__To be done__
Count the lines in the data below that contain the word "chin", treating uppercase and lowercase as different, and reply with only the number.

**********

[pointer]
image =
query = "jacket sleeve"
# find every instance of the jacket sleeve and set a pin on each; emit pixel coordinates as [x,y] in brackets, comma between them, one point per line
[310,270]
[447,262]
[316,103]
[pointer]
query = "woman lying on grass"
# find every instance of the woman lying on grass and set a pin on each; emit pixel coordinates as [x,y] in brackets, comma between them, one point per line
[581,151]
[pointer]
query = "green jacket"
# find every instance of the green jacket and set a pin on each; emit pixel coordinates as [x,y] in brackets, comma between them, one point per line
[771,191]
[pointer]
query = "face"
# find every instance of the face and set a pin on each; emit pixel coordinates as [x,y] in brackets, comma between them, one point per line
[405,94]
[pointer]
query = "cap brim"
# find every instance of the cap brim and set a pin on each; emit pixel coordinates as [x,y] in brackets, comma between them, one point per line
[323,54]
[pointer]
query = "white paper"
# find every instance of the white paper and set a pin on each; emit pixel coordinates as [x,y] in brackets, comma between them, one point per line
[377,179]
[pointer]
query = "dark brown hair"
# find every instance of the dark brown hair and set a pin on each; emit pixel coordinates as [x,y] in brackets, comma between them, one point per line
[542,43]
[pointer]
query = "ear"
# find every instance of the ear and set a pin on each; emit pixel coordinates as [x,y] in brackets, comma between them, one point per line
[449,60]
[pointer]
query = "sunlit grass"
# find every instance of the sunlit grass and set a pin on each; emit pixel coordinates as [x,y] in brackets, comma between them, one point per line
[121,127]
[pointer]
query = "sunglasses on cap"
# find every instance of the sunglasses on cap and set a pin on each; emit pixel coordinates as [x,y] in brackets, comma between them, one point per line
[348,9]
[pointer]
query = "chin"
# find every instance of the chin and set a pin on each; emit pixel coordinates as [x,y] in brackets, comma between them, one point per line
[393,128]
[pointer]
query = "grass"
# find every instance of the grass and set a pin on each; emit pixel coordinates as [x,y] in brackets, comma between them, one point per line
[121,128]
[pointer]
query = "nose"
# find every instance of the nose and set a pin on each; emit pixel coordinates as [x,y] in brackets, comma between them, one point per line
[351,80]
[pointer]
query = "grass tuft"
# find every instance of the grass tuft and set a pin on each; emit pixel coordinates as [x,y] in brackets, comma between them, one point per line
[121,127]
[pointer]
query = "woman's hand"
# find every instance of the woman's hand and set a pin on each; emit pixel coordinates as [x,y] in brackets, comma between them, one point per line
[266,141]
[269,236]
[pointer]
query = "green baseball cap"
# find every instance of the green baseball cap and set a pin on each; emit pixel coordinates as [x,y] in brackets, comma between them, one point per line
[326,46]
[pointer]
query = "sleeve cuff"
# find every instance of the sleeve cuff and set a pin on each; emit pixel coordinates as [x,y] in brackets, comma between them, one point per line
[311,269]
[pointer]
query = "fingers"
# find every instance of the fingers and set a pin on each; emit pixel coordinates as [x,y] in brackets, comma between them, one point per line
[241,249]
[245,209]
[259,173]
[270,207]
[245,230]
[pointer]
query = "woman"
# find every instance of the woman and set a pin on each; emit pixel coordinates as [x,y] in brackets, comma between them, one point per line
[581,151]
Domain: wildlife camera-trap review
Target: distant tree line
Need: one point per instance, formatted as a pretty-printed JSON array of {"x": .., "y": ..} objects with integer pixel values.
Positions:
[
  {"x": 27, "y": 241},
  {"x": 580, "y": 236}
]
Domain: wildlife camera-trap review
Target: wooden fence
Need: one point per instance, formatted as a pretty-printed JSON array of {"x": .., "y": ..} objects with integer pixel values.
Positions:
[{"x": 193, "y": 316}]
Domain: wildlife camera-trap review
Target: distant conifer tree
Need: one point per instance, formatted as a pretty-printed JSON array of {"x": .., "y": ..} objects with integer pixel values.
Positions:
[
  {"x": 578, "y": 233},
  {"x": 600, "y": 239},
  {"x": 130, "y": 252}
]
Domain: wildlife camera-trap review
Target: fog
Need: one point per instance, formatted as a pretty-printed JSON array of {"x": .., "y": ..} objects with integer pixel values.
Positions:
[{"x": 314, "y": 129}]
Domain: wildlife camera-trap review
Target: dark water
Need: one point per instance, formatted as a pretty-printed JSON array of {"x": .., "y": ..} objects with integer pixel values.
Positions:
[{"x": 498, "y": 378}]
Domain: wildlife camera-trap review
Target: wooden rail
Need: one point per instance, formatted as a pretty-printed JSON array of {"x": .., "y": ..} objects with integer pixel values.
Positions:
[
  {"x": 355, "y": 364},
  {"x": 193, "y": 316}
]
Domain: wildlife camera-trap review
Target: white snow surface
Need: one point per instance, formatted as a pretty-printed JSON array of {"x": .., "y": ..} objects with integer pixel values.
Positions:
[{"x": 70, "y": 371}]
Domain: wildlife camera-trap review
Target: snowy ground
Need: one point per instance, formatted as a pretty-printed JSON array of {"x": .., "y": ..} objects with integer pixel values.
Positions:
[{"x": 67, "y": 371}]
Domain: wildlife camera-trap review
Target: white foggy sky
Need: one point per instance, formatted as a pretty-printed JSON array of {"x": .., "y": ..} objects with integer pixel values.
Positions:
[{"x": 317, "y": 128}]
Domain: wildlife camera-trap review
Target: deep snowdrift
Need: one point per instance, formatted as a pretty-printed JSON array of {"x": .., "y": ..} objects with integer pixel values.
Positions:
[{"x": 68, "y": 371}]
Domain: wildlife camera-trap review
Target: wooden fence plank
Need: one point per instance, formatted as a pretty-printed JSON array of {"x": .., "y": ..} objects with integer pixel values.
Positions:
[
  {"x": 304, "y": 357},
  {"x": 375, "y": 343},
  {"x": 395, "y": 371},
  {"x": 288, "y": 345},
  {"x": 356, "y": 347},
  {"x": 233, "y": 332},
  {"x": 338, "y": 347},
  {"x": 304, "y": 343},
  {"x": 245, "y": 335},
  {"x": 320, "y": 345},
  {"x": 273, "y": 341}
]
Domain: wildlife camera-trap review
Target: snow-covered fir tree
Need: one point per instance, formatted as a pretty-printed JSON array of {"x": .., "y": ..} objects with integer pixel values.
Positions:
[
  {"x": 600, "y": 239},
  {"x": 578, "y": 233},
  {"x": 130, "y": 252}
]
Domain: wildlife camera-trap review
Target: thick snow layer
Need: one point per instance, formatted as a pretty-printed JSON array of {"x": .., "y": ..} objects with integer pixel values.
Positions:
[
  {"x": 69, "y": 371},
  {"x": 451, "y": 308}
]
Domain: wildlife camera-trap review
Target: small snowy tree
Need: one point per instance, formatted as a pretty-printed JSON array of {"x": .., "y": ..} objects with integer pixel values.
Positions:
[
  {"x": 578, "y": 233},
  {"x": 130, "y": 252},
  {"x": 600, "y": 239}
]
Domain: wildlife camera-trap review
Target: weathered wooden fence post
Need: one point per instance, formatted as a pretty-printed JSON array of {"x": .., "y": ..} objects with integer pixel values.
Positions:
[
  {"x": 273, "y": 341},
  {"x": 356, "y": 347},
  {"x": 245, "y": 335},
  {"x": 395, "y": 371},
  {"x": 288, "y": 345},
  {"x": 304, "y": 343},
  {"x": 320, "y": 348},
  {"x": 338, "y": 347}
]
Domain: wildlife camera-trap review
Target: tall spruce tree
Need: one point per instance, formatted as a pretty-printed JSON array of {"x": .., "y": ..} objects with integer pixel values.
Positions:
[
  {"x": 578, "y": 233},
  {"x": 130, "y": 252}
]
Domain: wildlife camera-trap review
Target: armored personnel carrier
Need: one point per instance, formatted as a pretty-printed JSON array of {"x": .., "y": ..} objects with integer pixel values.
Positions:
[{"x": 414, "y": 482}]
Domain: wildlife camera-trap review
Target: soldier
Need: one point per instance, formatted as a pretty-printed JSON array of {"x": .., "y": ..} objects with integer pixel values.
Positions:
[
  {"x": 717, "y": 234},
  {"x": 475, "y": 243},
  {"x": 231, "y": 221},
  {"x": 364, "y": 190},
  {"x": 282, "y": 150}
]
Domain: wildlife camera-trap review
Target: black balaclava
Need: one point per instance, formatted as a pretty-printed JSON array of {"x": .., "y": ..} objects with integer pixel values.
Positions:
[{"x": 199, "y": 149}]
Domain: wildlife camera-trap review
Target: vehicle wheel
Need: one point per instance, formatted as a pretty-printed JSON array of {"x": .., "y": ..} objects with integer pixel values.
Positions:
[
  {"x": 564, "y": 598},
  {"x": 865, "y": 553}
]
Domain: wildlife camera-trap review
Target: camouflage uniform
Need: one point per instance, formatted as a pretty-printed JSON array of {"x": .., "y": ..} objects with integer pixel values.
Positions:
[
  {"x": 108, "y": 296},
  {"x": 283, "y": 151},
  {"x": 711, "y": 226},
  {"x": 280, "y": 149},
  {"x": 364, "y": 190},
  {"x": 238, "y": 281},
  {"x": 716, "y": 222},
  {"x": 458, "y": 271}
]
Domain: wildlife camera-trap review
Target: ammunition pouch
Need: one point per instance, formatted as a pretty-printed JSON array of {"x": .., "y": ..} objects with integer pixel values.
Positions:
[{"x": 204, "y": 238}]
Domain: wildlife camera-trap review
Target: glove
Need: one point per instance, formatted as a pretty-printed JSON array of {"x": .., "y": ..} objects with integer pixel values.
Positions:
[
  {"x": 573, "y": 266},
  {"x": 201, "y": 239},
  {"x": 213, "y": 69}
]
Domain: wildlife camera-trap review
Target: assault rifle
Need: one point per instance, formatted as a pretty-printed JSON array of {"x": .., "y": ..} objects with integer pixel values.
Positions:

**********

__Completed exercise__
2